→ **Work to complete**: Reproduce the records below exactly as they appear, omitting any pictures they contain.

Image point grounding data
- Opening Delimiter -

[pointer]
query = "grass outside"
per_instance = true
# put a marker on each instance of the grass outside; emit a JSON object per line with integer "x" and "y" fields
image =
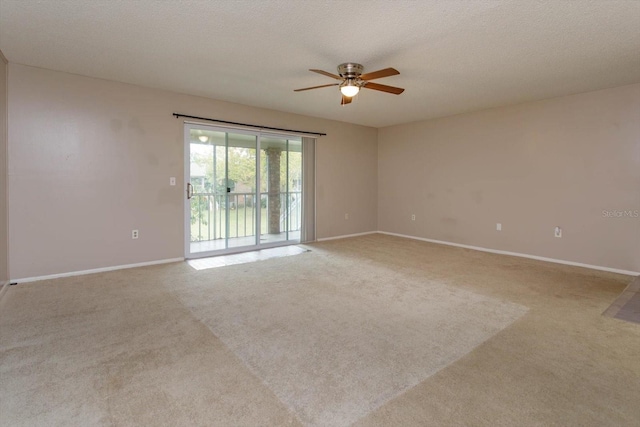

- Closing Delimiter -

→ **Result of this task**:
[pointer]
query = "grass outside"
per_instance = true
# put a marker on each instance of the grass outside; emit a JSON object per line with integer "x" and "y" fields
image =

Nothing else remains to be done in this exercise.